Answer these from the commentary on South Africa's new welfare measures:
(a) At what level had hunger among South African households stabilized?
(b) What extra monthly cost to the state would reviving the R350 relief grant bring?
(c) By how much is tax collection above expectations?

◆ **PROVIDED PASSAGE**
******************************

The word is President Cyril Ramaphosa will introduce urgent new welfare measures as the number of hungry South Africans swells in the wake of the insurrection of last week.
Even before that, reported Carol Paton, levels of hunger in Covid-wracked SA had stabilised at about one in every seven households (“New welfare grant is on the table — the question is how much”, July 21). That’s a huge number and last week will push it higher. A hungry household is one in which a child has gone hungry once in the past week.
Ramaphosa will revive at least the R350 a month relief grant paid to some 7-million citizens during the lockdowns of last year. That would cost the state an extra R2bn a month. But only people on no welfare at all got that money. If you add in other poor people now, the cost rises.
What struck me about the news though wasn’t the welfare, which must be done. What struck me was how easily successive ANC governments slide from policy to reality when the chips are down. And the chips are always down.
The only reason Ramaphosa has money to help the hungry is because the economy has been boosted by unexpected demand for its minerals as the world recovers from the pandemic. We have probably earned between R50bn and R100bn more from commodity exports than we budgeted for. Tax collection is R80bn above expectations.
But in cloud-cuckoo-land, where the ANC makes economic policy, we would not be exporting these commodities. We’d be beneficiating them (turning them into more valuable products, like the people we sell them to do).

******************************

◆ **DATASET RECORDS**

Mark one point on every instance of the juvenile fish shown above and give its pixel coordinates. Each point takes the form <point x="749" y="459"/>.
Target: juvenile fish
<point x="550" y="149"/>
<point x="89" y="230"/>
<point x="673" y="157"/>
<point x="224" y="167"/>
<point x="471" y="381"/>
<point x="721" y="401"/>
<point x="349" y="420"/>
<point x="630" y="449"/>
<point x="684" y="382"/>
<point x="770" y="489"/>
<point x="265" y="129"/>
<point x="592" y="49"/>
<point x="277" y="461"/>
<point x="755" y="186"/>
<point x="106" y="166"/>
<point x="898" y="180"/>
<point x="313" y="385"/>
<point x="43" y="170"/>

******************************

◆ **COMPLETED EXERCISE**
(a) About one in every seven households
(b) R2bn a month
(c) R80bn